--- begin Text extract ---
Skip to content
New issue

Have a question about this project? Sign up for a free GitHub account to open an issue and contact its maintainers and the community.

By clicking “Sign up for GitHub”, you agree to our terms of service and privacy statement. We’ll occasionally send you account related emails.

Already on GitHub? Sign in to your account

[BUG] ClassNotFoundException for 'excel.DefaultSource' while using API V2 #789

Closed
1 task done
RupeshKharche opened this issue Oct 2, 2023 · 13 comments
Closed
1 task done

Comments

@RupeshKharche
Copy link

RupeshKharche commented Oct 2, 2023

Is there an existing issue for this?

  • I have searched the existing issues

Current Behavior

I am using Spark version 3.5.0 with scala version 2.13.
I am getting java.lang.ClassNotFoundException: excel.DefaultSource for following line of code
Dataset<Row> df = spark.read().format("excel").option("header", "true").load(path);

I have also tried following code but got similar error - ClassNotFoundException: com.crealytics.spark.excel.DefaultSource
Dataset<Row> df = spark.read().format("com.crealytics.spark.excel").option("header", true).load(path);

I have introspected the jar file spark-excel_2.13-3.5.0_0.20.1.jar but it is missing the package com.crealytics.spark.excel.
--- end Text extract ---
* Directive 1: Which version of Spark does the bug report say is being used?
The records are unrelated to the bug report.
--- begin Listed records ---
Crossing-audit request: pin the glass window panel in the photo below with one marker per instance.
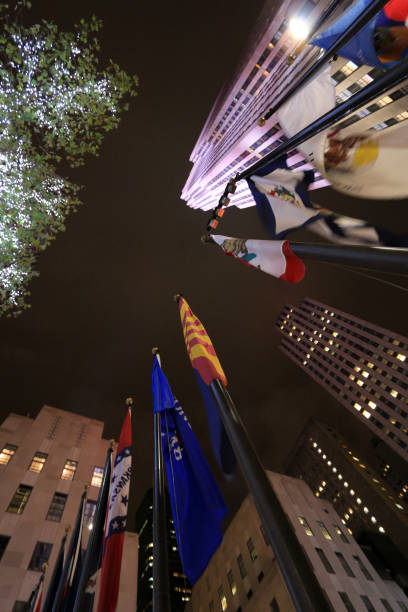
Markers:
(56, 509)
(40, 556)
(20, 499)
(6, 453)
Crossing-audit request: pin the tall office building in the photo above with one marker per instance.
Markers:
(363, 499)
(365, 367)
(231, 139)
(44, 465)
(243, 573)
(180, 589)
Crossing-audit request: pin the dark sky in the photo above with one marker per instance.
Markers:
(105, 294)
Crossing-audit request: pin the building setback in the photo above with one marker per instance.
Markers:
(243, 573)
(180, 589)
(363, 499)
(231, 139)
(365, 367)
(44, 465)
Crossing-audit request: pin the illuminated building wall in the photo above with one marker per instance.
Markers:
(243, 573)
(231, 139)
(180, 589)
(361, 496)
(44, 465)
(363, 366)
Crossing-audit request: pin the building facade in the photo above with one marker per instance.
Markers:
(44, 465)
(365, 367)
(180, 588)
(231, 139)
(362, 498)
(243, 573)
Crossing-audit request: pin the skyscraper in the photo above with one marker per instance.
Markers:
(335, 471)
(44, 464)
(231, 139)
(180, 590)
(243, 573)
(362, 365)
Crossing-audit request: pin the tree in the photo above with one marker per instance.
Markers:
(56, 103)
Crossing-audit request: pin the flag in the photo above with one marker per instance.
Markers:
--- end Listed records ---
* Directive 2: Change "flag" to "banner" in the records from the line containing "Crossing-audit request: pin the flag" through the last line of the records, leaving everything else unchanged, and give only those lines.

* Final result 1: Spark version 3.5.0.

* Final result 2:
Crossing-audit request: pin the banner in the photo above with one marker per instance.
Markers:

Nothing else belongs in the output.